§ **Tarefas propostas**
1. Segundo o texto sobre Rolando Boldrin, em que cidade ele passou a infância?
2. Prossiga o texto sobre Rolando Boldrin a partir da última frase.
++++ Trecho apresentado ++++
Lançamento do livro História de Contar o Brasil. Bienal do Livro de São Paulo, 2012. |
O dia 9 de novembro de 2022 ficará marcado por ser o da
despedida de dois grandes artistas, duas grandes potestades da natureza, dois talentos
de um Brasil gigante, geográfica e musicalmente. Nem deu tempo prestar uma
homenagem adivinha e maravilhosa Gal Costa, e já deparo com outra perda, outra
peça fundamental do tabuleiro da cultura brasileira: Rolando Boldrin. Ator,
cantor, compositor, contador de histórias, apresentador de TV, Boldrin era o
último de sua linhagem, artista a um só tempo telúrico e cósmico. Conheci-o
ainda na infância, por meio de uma TV preto e branco, por onde assistíamos o Som
Brasil, na Globo, programa que ele apresentava com orgulho e galhardia e
que trazia, ainda, o lendário Ranchinho, da dupla com Alvarenga, artistas que
tanto inspiraram Boldrin desde a sua infância em São Joaquim da Barra, interior
paulista.
++++ Material fornecido ++++
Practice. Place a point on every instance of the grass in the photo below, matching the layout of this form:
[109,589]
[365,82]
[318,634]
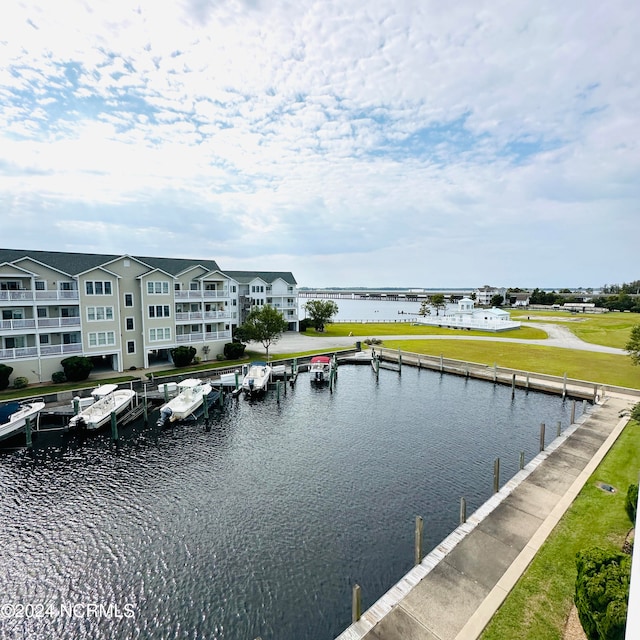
++++
§ **Respostas por tarefa**
1. Em São Joaquim da Barra, no interior paulista.

2.
Em 2012, a convite da editora Nova Alexandria, fui cuidar da
edição de seu livro História de Contar o Brasil, ajuntamento de causos,
com uma crônica mal disfarçada em prefácio, missão que aceitei com indisfarçável
orgulho. Na época, não estava mais fixo na editora, onde trabalhei por quatro
anos e meio, que era a casa publicadora do nosso mestre caipira. O meu trabalho
era padronizar o texto, escrito no dialeto caipira de Cornélio Pires, e sanar
as dúvidas com o autor, que publicara outros dois livros pela editora: Contando
Causos e Proseando: causos do Brasil. Uma tarde, a convite da Rosa,
diretora editorial da Nova Alexandria, e de seu irmão, o saudoso Paulo Zuccherato,
fomos encontrar Boldrin na sede da TV Cultura, para acertar as últimas pendências
sobre o livro. Foi ele que indicou o local. Quando estávamos chegando à sede da
emissora, Boldrin acenou de longe, já entrando em seu caso, uma land rover
preta, salvo engano, pedindo que o seguíssemos. Não entendemos nada, mas, fazer
o quê, seguimos em seu encalço.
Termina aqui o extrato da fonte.